Conture Aerocleanse Facial Cleansing Device

Conture Aerocleanse Facial Cleansing Device
Conture Aerocleanse Facial Cleansing Device Photo courtesy of Conture

Available on conture.com, QVC and Bloomingdale’s for $99.

Tasked with coming up with a gentler alternative to standard sonic cleansing brushes, Andrew Videira, vice president of product innovation at Conture, turned to an unlikely source of inspiration: air hockey tables. “They create this pocket of air, and the puck slides on top of it. Why can’t we do the same thing?” Videira said.

Conture’s latest offering, the Aerocleanse Facial Cleansing Device, uses airbrush-like technology to prevent users from pressing too hard with the tool, thus theoretically preventing irritation. “One thing that was always clear with cleansing brushes was that a lot of dermatologists started to see more irritation from them,” Videira said.

The brush, which still features the sonic technology associated with a thorough cleanse, also focuses on reducing friction, courtesy of its tapered bristles. The brand will also be launching a second version of the tool, which is rechargeable and features a touch screen. The device has caught on quickly with retailers, having launched on Conture’s d-to-c web site, at Bloomingdale’s, and on QVC. Industry sources estimate first-year sales could reach $25 million at retail.

Bevel Limited-Edition Black Trimmer

Bevel Limited Edition Holiday Trimmer
Bevel Limited-Edition Black Trimmer Bevel Limited Edition

Available on getbevel.com for $219.95

When grooming brand Bevel first launched a limited holiday edition of its hero trimmer, the brand saw the new colorway quickly overtake its classic trimmer in sales. “It has a sleek, black design that people really love,” said Tia Cummings, vice president of marketing at Walker & Company Brands, Bevel’s parent company. “Thinking about holiday this year, this has been such a hard year, especially for Black Americans. We wanted to bring back something consumers love, give the community something to be excited about.”

The trimmer, despite being a higher point of entry for consumers, seems to be a huge introduction point for the brand—and a top seller. “We see it as something that brings in new users. Tools did really well this year, and unfortunately, a lot of that has been due to barber shops being closed and consumers wanting the best products possible. We’re still seeing people doing their own grooming, and those going back [to barbershops] are not going as frequently,” Cummings said.

Entries supplied:
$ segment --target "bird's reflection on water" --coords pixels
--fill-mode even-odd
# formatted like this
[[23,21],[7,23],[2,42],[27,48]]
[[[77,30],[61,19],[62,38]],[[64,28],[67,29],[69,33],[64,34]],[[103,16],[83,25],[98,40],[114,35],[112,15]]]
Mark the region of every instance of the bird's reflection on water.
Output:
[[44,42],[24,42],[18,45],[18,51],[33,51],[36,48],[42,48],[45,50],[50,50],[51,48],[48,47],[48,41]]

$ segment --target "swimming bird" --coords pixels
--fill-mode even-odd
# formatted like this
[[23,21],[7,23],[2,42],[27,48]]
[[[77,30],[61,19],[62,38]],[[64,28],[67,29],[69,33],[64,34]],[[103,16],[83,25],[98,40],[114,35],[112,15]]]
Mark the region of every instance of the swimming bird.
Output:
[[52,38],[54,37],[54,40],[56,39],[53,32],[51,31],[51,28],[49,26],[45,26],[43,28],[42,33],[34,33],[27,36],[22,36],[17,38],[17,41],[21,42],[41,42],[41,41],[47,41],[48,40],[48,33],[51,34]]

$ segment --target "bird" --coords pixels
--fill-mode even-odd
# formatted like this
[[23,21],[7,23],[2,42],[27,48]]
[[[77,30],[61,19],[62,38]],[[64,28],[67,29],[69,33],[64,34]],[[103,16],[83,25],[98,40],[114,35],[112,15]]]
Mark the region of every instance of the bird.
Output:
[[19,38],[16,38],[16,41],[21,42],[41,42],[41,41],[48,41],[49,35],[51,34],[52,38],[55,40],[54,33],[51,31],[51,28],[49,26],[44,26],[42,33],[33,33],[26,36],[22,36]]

Work to be completed: Could you write the next part of the beauty and grooming tools roundup, picking up right after its last sentence?

Final answer:
The trimmer, which features a wide blade and a battery life of over eight hours, will be available in limited quantities on the brand’s web site, and is expected by sources to reach $1 million to $2 million in sales for the holiday season.

Priori Adaptive Skincare Unveiled LED Mask

Priori Adaptive Skincare UNVEILED LED Mask
Priori Adaptive Skincare Unveiled LED Mask Photo courtesy of Priori Adaptive Skincare

Available on prioriskincare.com for $395.

Getting clinical results with ease was paramount to Priori Adaptive Skincare’s first device launch, which came to market last month. The Unveiled LED Mask, which uses two different wave frequencies of red light to address a plethora of inflammatory concerns—from acne and rosacea to fine lines and wrinkles—is both form-fitting and hands-free, and operates on a 10-minute timer. The mask is also coated in medical-grade silicone to keep the device from heating during use.

“It gives you an instant gratification, but we know it’s really working on the cell membrane and increasing collagen, elastin and growth factors, all just by putting it on your skin,” said Dawn Turner, partner at Priori Adaptive Skincare.

Given the universal benefits of red light therapy, Turner said the technology made the perfect fit for a wide-ranging market. “We wanted to bring something that would complement anything that anyone is doing, and there’s nothing you have to be concerned about with this mask: it works for all skin types and conditions,” she said. Industry sources estimate the mask is expected to reach $3 million in retail sales globally for its first year on the market.